_EXERCISE AIM_
I'd like the records transcribed exactly, leaving the images out.

_DATASET EXCERPTS_
■ ■ ■

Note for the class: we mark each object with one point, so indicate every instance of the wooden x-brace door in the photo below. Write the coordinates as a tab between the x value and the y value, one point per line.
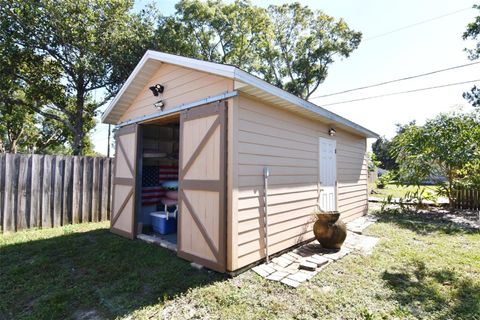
202	218
124	182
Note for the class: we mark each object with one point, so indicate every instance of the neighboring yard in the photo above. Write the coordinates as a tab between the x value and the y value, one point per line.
398	191
423	267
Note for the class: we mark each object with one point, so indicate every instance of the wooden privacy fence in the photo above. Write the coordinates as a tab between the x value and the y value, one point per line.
49	191
467	199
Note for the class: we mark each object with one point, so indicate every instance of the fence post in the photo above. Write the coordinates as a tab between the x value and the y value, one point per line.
46	191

■ ■ ■

_EXERCISE OUTPUT_
Note for the class: we mark each object with one point, so indicate every instance of the wooden x-brace door in the photo below. Write the coordinates as a tab between the x value and the y value, one point per line.
202	218
124	182
Note for the class: we mark each object with one point, so indicate every instance of the neighboring yard in the photo above. Write the coordinates as a tab between the x value and the y value, one point per line.
398	191
423	267
Note for the class: we mark each object with one point, so indicate every instance of the wooden privacy fence in the photo above. Write the coordinates as a tab between the x value and the y value, one point per line.
49	191
467	199
Note for the class: we mark each object with one point, so indicate every instance of the fence post in the photo above. Write the coordinates as a tab between the x value and the y value, one point per line.
46	191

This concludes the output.